▼

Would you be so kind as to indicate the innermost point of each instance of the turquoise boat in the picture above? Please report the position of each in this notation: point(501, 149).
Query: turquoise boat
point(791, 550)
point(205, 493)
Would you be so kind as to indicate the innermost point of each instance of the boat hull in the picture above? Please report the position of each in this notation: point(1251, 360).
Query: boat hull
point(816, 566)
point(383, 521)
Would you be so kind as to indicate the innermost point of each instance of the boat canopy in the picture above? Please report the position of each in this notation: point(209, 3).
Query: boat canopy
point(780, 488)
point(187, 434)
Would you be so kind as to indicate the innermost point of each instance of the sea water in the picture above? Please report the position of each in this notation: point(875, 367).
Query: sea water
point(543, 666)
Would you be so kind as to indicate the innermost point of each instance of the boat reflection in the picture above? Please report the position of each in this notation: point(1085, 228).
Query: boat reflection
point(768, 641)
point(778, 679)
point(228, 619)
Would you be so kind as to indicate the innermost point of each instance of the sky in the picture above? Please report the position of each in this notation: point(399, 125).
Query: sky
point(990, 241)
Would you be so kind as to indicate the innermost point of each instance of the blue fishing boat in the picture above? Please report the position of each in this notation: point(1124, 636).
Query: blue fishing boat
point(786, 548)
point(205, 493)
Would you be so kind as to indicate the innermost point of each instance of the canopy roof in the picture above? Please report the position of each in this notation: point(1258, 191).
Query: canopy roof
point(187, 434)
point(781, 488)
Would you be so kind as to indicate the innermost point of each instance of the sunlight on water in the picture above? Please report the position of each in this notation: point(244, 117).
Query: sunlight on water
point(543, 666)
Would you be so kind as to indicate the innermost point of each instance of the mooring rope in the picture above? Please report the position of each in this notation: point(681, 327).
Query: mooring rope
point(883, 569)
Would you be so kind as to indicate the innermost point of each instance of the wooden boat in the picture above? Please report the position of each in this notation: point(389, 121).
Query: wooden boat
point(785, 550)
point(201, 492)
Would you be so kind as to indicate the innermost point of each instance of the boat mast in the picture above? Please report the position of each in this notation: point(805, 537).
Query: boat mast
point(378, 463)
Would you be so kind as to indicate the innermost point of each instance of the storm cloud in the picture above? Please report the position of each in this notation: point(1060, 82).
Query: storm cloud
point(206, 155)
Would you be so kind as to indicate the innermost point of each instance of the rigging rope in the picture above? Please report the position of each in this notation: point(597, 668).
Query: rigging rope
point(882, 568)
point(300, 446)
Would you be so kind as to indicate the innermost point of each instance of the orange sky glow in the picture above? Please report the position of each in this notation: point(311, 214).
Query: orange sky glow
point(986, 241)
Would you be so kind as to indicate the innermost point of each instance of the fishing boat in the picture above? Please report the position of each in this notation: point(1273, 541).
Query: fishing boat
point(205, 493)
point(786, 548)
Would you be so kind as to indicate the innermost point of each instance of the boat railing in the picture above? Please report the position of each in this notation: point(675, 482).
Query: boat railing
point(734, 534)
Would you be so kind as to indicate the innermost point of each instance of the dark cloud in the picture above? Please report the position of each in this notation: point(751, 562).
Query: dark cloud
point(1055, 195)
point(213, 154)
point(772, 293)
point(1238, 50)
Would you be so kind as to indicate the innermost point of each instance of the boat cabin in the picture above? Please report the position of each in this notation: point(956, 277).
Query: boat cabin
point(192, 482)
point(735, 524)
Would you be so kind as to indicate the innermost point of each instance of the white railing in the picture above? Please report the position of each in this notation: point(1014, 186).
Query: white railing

▲

# [YOUR GOAL]
Identify every line above that includes the word "white", and show those lines.

# [EXPECTED ANSWER]
Would you be so kind as to indicate the innermost point of each instance of the white railing in the picture above? Please report the position of each in this notation: point(1014, 186).
Query: white railing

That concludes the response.